__Task to complete__
Within the records below, filter for lines carrying the word "cliff" and copy them.
Study material: Begin
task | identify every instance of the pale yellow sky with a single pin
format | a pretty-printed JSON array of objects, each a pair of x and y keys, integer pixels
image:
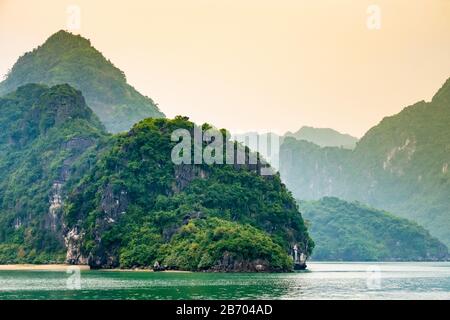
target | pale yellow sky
[{"x": 257, "y": 65}]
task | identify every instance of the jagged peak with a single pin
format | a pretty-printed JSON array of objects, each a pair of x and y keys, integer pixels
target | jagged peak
[
  {"x": 66, "y": 37},
  {"x": 443, "y": 93}
]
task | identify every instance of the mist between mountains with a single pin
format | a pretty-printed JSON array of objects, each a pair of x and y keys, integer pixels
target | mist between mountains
[{"x": 218, "y": 147}]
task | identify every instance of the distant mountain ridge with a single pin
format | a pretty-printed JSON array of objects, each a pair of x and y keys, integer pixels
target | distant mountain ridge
[
  {"x": 70, "y": 192},
  {"x": 324, "y": 137},
  {"x": 402, "y": 165},
  {"x": 320, "y": 137},
  {"x": 71, "y": 59},
  {"x": 345, "y": 231}
]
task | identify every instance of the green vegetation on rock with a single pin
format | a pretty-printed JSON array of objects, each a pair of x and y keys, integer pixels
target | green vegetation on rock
[
  {"x": 402, "y": 165},
  {"x": 346, "y": 231},
  {"x": 67, "y": 58},
  {"x": 71, "y": 192},
  {"x": 136, "y": 207},
  {"x": 44, "y": 132}
]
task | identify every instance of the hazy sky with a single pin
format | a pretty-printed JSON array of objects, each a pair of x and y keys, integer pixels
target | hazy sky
[{"x": 257, "y": 64}]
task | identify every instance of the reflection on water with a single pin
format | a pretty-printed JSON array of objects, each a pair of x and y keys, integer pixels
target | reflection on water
[{"x": 320, "y": 281}]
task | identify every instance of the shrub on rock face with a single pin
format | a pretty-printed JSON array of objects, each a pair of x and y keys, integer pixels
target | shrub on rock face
[{"x": 137, "y": 207}]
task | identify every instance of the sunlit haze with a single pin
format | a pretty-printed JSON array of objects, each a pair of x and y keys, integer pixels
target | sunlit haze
[{"x": 257, "y": 65}]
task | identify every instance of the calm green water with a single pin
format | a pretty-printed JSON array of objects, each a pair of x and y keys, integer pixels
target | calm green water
[{"x": 321, "y": 281}]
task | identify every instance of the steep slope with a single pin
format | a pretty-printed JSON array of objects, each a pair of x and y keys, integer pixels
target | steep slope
[
  {"x": 44, "y": 132},
  {"x": 71, "y": 192},
  {"x": 67, "y": 58},
  {"x": 354, "y": 232},
  {"x": 136, "y": 207},
  {"x": 400, "y": 165},
  {"x": 324, "y": 137}
]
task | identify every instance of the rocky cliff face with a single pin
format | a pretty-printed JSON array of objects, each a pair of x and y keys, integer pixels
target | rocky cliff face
Study material: End
__Your response__
task | identify every instance of the rocky cliff face with a single pin
target | rocky cliff face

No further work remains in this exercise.